* Using the information
**a.** Update the passage on San Francisco tech workers, starting at "If anything is" and ending at "of San Francisco.", and change "mentality" to "attitude".
**b.** Answer these questions using the passage on San Francisco tech workers:
(i) According to the passage, what do the taxes paid by tech workers fund?
(ii) Who would be hurt most if San Francisco were in a financial and economic bind?
(iii) What does the passage describe as un-San Franciscan?

*** Opening of Source passage ***

Besides building technologies that connect people and helps them achieve their goals better, upends status quo institutions, and creates the crowd-funding, micro-finance, sharing, incubator, sustainability, and triple bottom line economies whereby people are empowered with better tools to cast larger nets and make more of a difference, these tech workers also spend money on local businesses that make up their communities, they pay taxes that fund the city and county’s outreach programs, and they use their wealth, their time, and their energy to pursue and support philanthropies and causes they believe in. What more do the antagonists want from one sector of workers that they don’t expect out of other local businesses and residents? Without all of this added economic activity driving the gears of the city day in and day out, San Francisco would be in a financial and economic bind that would hurt the people at the margins the most.
If anything is un-San Franciscan, it is the us-versus-them mentality that seeks to attach more value to one person over another on the basis of the label of occupation. The idea that a person who went to college and received an education that armed her with the hard skills that high-growth employers and the leading-edge of the economy demand is somehow less deserving of making a life in a world-class city than the person who followed another path in pursuing those soft skills that employers and the economy under-appreciate, has never reflected the values of San Francisco.

*** Close of Source passage ***
*** Opening of Available data ***

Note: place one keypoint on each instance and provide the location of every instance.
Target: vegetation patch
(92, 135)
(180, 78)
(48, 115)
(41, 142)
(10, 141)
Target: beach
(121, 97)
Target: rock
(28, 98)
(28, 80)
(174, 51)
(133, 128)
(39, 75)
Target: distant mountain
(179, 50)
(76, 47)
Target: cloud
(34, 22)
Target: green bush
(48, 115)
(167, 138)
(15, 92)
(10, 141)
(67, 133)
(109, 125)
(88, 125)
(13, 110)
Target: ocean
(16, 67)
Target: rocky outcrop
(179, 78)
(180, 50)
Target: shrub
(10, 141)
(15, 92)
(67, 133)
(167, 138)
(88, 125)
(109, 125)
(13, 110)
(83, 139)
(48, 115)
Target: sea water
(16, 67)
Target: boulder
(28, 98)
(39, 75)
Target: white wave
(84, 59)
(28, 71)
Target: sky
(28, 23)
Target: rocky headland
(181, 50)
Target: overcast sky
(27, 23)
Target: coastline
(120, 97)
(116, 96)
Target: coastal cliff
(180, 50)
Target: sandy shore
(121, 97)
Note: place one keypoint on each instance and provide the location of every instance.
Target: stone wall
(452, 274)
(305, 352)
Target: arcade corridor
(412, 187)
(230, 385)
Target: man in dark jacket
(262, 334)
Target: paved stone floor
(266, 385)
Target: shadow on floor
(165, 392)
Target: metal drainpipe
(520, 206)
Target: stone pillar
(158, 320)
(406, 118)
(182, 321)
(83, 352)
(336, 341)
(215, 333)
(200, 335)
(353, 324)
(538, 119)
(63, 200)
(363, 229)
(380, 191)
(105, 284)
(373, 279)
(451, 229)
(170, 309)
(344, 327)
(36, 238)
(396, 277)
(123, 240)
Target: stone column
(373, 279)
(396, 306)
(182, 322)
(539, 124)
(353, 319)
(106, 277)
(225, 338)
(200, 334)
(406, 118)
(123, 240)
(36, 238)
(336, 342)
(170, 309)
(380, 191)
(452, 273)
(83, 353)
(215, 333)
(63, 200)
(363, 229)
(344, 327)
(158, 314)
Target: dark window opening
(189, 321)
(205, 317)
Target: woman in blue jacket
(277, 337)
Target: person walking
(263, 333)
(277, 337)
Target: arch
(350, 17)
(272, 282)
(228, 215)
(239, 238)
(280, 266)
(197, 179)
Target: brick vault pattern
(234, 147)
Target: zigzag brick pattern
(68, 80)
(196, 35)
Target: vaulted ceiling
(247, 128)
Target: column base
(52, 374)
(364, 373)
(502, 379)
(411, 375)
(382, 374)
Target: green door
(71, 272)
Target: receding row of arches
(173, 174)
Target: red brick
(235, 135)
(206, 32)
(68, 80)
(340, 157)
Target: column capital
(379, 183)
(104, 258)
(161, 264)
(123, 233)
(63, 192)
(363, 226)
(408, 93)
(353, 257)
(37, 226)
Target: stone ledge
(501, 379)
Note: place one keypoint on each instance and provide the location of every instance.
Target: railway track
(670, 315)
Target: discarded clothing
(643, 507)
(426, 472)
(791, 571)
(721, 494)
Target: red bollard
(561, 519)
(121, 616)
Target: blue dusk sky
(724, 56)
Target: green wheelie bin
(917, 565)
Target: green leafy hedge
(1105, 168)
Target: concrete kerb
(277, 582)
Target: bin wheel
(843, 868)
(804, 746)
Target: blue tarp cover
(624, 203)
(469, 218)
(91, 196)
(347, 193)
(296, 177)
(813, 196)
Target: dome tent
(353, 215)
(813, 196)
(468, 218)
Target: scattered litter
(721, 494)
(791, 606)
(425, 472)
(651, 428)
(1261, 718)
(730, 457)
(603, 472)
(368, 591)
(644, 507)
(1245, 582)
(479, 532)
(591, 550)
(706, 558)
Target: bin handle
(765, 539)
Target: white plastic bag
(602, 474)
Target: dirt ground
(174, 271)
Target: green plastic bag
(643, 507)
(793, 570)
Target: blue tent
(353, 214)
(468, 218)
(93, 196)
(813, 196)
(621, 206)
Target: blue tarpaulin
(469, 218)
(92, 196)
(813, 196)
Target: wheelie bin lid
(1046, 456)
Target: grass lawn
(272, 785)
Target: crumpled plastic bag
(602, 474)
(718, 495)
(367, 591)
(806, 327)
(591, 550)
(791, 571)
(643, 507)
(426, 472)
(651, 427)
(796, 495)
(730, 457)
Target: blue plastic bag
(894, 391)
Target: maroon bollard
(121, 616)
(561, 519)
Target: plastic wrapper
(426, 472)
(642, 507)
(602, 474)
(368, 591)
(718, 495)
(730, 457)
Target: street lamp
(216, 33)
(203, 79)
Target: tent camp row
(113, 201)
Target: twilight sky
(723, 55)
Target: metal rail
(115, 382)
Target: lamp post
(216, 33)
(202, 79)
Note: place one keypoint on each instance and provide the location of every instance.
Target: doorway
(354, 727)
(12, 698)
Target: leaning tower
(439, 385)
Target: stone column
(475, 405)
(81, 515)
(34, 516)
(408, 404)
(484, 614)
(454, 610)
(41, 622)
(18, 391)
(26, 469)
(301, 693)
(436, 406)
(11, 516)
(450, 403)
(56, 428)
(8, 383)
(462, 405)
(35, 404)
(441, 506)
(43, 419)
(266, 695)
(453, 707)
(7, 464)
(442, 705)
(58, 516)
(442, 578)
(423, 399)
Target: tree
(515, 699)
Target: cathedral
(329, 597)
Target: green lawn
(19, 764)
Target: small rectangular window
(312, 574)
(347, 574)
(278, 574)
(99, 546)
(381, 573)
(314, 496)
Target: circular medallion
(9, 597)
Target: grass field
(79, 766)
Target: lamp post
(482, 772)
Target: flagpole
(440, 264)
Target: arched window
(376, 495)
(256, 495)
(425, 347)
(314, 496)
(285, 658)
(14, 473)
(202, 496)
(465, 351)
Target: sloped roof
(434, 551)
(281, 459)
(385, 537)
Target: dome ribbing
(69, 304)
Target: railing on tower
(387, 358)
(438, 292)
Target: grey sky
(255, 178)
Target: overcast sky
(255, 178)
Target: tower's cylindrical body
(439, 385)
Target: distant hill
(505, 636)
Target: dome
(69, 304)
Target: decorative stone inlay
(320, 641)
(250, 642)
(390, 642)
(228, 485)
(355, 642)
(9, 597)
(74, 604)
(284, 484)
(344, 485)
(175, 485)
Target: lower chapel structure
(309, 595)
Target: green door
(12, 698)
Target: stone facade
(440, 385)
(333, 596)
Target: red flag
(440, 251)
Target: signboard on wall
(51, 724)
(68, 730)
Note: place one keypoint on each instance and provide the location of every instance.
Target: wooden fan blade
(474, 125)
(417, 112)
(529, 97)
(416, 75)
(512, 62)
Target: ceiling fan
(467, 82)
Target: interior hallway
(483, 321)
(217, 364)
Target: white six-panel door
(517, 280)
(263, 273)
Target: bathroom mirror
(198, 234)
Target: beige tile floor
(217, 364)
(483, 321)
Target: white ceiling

*** Close of Available data ***

* Task-by-task answers
**a.**
If anything is un-San Franciscan, it is the us-versus-them attitude that seeks to attach more value to one person over another on the basis of the label of occupation. The idea that a person who went to college and received an education that armed her with the hard skills that high-growth employers and the leading-edge of the economy demand is somehow less deserving of making a life in a world-class city than the person who followed another path in pursuing those soft skills that employers and the economy under-appreciate, has never reflected the values of San Francisco.

**b.**
(i) The city and county's outreach programs.
(ii) The people at the margins.
(iii) The us-versus-them mentality that seeks to attach more value to one person over another on the basis of the label of occupation.